ACTIVITY 1:
Answer these questions from the biography of James B. Campbell, marking your answers (a) and (b):
(a) At which university did Campbell earn his Bachelor of Music and his Master of Music?
(b) Which hall of fame inducted Campbell in 2013?
ACTIVITY 2:
Translate this sentence from the biography of James B. Campbell into Spanish: "Campbell has toured extensively throughout the Americas, Europe, and Asia."
ACTIVITY 3:
Write the next part of the James B. Campbell biography, picking up after its last sentence.

DOCUMENT SECTION:
***

- Born: December 18, 1953 (age 72) United States
- Occupation: Percussionist

= James B. Campbell =

James B. Campbell (born December 18, 1953) is a performer, pedagogue, and author within the realm of percussion and is a respected figure in the development of the contemporary percussion ensemble. Campbell has toured extensively throughout the Americas, Europe, and Asia.

== Past associations ==
Campbell received both his Bachelor of Music in Music Education and his Master of Music in Percussion Pedagogue and Performance from Northern Illinois University. Beginning in 1984, he served as the principal instructor, arranger, and program coordinator for The Cavaliers Drum and Bugle Corps. Due to Campbell’s time with the Cavaliers he was inducted into the Drum Corps International Hall of Fame in 2008 as well as the Bands of America Hall of Fame in 2013. Campbell has also served as percussion director for the McDonald’s All-American High School Band and past president of the Percussive Arts Society. Among Campbell’s works for percussion, he has published with Hal Leonard Publishing, C.L. Barnhouse Co., C. Alan Publications, Innovative Percussion, Row-Loff Productions, Meredith Music, Alfred Publications, and Bachovich Music.

***

RAW DATA:
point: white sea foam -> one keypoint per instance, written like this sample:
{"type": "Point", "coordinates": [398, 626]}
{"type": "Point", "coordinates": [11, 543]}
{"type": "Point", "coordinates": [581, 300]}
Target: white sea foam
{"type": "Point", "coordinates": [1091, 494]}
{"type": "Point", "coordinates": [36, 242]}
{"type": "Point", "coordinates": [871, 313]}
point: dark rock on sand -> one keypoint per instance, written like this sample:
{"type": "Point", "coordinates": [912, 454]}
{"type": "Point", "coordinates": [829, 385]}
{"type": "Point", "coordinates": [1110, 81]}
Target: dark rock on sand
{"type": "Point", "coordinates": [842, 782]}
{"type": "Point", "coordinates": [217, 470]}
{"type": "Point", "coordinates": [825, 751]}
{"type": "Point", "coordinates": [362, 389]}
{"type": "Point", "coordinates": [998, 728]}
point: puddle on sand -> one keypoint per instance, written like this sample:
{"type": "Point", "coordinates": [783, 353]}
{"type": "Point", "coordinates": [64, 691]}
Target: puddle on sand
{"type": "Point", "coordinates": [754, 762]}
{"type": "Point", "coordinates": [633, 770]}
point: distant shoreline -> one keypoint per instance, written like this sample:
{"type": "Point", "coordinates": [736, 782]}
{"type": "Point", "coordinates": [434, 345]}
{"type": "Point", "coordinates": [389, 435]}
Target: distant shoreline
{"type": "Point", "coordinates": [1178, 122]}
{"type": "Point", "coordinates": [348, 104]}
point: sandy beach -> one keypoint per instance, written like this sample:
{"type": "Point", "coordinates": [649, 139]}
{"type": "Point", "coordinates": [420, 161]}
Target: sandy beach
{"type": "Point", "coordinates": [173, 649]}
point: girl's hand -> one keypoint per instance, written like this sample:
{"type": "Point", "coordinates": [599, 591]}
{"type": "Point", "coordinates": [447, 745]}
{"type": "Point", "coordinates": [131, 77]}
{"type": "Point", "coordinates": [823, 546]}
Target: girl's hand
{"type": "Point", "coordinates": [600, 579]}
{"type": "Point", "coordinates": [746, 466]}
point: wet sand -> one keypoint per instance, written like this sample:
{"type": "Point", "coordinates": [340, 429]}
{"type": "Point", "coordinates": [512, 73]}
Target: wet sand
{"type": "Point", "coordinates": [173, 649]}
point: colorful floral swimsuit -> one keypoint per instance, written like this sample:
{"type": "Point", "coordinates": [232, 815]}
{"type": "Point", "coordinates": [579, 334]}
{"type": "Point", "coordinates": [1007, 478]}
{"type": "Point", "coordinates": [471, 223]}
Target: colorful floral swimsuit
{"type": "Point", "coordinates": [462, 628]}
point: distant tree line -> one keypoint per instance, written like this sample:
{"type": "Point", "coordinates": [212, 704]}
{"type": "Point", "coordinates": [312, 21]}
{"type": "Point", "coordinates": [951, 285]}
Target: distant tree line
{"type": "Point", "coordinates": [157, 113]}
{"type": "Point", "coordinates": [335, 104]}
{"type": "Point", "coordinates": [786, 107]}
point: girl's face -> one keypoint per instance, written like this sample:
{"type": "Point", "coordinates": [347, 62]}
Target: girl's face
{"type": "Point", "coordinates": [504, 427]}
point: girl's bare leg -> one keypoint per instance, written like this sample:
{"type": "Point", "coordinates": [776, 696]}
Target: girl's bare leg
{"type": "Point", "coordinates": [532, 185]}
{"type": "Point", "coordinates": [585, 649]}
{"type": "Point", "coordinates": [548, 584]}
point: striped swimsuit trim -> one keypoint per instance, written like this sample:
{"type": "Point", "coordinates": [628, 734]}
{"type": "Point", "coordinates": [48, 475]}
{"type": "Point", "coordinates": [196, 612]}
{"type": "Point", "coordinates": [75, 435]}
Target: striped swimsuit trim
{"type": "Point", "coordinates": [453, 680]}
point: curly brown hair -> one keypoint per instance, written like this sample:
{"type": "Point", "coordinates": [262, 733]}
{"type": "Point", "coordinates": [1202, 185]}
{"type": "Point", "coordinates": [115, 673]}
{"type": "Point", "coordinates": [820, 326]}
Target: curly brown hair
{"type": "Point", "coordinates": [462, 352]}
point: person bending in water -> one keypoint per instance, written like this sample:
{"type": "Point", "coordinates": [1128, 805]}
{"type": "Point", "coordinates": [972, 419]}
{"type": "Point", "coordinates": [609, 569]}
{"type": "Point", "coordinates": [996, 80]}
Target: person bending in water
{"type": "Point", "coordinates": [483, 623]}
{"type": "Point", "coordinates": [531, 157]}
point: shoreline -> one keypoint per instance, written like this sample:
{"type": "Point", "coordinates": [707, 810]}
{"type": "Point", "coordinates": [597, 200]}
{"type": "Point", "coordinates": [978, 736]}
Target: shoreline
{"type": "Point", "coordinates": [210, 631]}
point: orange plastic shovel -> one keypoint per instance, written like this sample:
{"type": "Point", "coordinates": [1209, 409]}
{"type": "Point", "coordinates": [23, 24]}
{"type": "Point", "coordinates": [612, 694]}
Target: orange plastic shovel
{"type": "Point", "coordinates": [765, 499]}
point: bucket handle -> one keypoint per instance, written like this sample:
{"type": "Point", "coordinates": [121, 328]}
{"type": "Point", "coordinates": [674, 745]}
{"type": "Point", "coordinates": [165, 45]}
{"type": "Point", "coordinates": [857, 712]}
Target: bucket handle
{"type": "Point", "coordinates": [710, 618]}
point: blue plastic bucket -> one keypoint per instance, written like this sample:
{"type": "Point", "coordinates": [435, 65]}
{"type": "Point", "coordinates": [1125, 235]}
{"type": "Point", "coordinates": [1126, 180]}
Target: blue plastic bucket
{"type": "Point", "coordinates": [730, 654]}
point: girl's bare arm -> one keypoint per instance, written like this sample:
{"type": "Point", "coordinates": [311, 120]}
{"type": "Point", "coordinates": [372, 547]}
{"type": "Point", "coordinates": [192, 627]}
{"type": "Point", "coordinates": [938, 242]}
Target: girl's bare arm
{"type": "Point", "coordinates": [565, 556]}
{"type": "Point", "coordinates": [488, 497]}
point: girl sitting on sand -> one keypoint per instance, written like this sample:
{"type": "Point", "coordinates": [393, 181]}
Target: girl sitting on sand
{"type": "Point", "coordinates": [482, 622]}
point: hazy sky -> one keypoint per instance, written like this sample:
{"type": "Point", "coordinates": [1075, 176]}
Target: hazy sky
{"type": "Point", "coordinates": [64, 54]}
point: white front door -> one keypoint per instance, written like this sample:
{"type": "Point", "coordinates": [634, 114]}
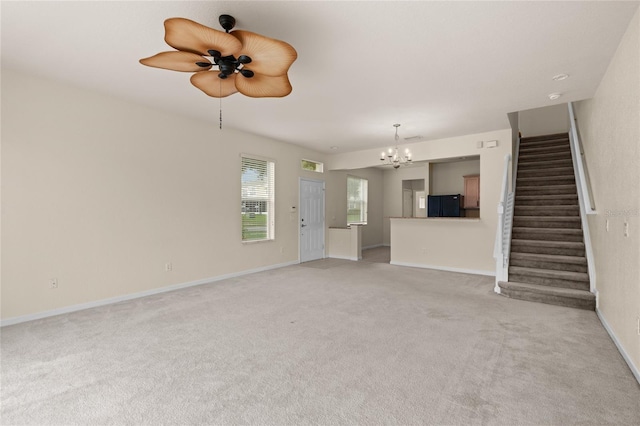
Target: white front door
{"type": "Point", "coordinates": [311, 220]}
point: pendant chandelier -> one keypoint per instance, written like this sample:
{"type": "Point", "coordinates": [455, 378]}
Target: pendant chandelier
{"type": "Point", "coordinates": [392, 157]}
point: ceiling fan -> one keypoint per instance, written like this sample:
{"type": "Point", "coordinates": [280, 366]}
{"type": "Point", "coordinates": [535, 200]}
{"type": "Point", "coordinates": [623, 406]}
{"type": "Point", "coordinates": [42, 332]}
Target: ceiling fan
{"type": "Point", "coordinates": [224, 63]}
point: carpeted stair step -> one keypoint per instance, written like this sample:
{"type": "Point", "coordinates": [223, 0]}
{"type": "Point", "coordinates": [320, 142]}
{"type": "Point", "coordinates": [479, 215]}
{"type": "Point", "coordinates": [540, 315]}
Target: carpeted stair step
{"type": "Point", "coordinates": [547, 200]}
{"type": "Point", "coordinates": [547, 222]}
{"type": "Point", "coordinates": [530, 158]}
{"type": "Point", "coordinates": [543, 138]}
{"type": "Point", "coordinates": [580, 299]}
{"type": "Point", "coordinates": [546, 189]}
{"type": "Point", "coordinates": [565, 248]}
{"type": "Point", "coordinates": [559, 147]}
{"type": "Point", "coordinates": [545, 180]}
{"type": "Point", "coordinates": [546, 210]}
{"type": "Point", "coordinates": [547, 234]}
{"type": "Point", "coordinates": [553, 171]}
{"type": "Point", "coordinates": [550, 277]}
{"type": "Point", "coordinates": [525, 146]}
{"type": "Point", "coordinates": [549, 164]}
{"type": "Point", "coordinates": [549, 261]}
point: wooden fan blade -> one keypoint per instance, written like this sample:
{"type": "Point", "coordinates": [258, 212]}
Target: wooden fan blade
{"type": "Point", "coordinates": [176, 61]}
{"type": "Point", "coordinates": [269, 56]}
{"type": "Point", "coordinates": [189, 36]}
{"type": "Point", "coordinates": [212, 85]}
{"type": "Point", "coordinates": [264, 86]}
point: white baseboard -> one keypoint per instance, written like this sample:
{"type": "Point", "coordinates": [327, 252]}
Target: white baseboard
{"type": "Point", "coordinates": [373, 246]}
{"type": "Point", "coordinates": [116, 299]}
{"type": "Point", "coordinates": [343, 257]}
{"type": "Point", "coordinates": [634, 369]}
{"type": "Point", "coordinates": [446, 268]}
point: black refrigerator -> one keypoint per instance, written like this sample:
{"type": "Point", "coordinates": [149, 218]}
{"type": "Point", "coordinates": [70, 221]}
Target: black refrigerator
{"type": "Point", "coordinates": [444, 205]}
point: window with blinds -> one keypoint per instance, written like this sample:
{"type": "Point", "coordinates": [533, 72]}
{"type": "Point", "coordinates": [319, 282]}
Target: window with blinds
{"type": "Point", "coordinates": [357, 194]}
{"type": "Point", "coordinates": [258, 199]}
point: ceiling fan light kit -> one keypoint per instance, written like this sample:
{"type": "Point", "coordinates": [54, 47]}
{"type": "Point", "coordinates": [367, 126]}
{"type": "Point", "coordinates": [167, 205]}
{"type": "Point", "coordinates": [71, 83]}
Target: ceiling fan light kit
{"type": "Point", "coordinates": [227, 62]}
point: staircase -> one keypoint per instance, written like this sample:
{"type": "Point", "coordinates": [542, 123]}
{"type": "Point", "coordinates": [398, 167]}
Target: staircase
{"type": "Point", "coordinates": [547, 262]}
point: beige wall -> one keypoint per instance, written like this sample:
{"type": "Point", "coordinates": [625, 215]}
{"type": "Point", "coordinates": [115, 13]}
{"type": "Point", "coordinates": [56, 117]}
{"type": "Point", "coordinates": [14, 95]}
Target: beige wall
{"type": "Point", "coordinates": [448, 178]}
{"type": "Point", "coordinates": [337, 202]}
{"type": "Point", "coordinates": [460, 244]}
{"type": "Point", "coordinates": [491, 168]}
{"type": "Point", "coordinates": [609, 125]}
{"type": "Point", "coordinates": [544, 121]}
{"type": "Point", "coordinates": [101, 194]}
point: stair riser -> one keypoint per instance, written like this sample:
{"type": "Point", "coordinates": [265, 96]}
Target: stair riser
{"type": "Point", "coordinates": [541, 211]}
{"type": "Point", "coordinates": [569, 201]}
{"type": "Point", "coordinates": [538, 165]}
{"type": "Point", "coordinates": [545, 180]}
{"type": "Point", "coordinates": [531, 158]}
{"type": "Point", "coordinates": [545, 149]}
{"type": "Point", "coordinates": [550, 300]}
{"type": "Point", "coordinates": [532, 223]}
{"type": "Point", "coordinates": [570, 267]}
{"type": "Point", "coordinates": [551, 282]}
{"type": "Point", "coordinates": [555, 172]}
{"type": "Point", "coordinates": [565, 251]}
{"type": "Point", "coordinates": [546, 190]}
{"type": "Point", "coordinates": [544, 138]}
{"type": "Point", "coordinates": [543, 236]}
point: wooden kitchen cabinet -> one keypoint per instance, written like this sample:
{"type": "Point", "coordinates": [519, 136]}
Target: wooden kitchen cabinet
{"type": "Point", "coordinates": [471, 191]}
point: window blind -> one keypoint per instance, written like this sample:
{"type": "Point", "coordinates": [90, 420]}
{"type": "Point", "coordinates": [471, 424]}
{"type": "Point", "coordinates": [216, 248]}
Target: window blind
{"type": "Point", "coordinates": [357, 195]}
{"type": "Point", "coordinates": [257, 199]}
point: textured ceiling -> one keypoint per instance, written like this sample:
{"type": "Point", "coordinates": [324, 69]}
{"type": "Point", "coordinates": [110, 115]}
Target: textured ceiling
{"type": "Point", "coordinates": [440, 69]}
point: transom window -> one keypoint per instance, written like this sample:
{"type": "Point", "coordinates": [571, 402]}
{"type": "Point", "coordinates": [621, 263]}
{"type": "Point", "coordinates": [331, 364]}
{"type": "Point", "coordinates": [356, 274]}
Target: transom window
{"type": "Point", "coordinates": [313, 166]}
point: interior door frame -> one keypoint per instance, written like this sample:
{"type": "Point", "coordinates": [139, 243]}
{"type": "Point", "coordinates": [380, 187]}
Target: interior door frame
{"type": "Point", "coordinates": [324, 219]}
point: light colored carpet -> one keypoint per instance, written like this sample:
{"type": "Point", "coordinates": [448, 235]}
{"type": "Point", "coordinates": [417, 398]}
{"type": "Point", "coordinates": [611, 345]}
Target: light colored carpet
{"type": "Point", "coordinates": [357, 343]}
{"type": "Point", "coordinates": [377, 255]}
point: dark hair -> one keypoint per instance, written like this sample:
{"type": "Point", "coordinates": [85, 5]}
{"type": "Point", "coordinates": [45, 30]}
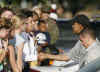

***

ANSWER BOX 1:
(a) Northern Illinois University
(b) The Bands of America Hall of Fame

ANSWER BOX 2:
Campbell ha realizado extensas giras por las Américas, Europa y Asia.

ANSWER BOX 3:
== Current affiliations ==
Campbell is a clinician for the Avedis Zildjian Company, artist for Yamaha Corporation of America, and endorsee for Innovative Percussion, Evans Drumheads, Meinl Percussion, and Black Swamp Percussion. Campbell is currently the drummer with the Kentucky Jazz Repertory Orchestra and is principal percussionist with the Lexington Philharmonic Orchestra. Campbell is also provost’s distinguished service professor of Music and Director of percussion studies at the University of Kentucky.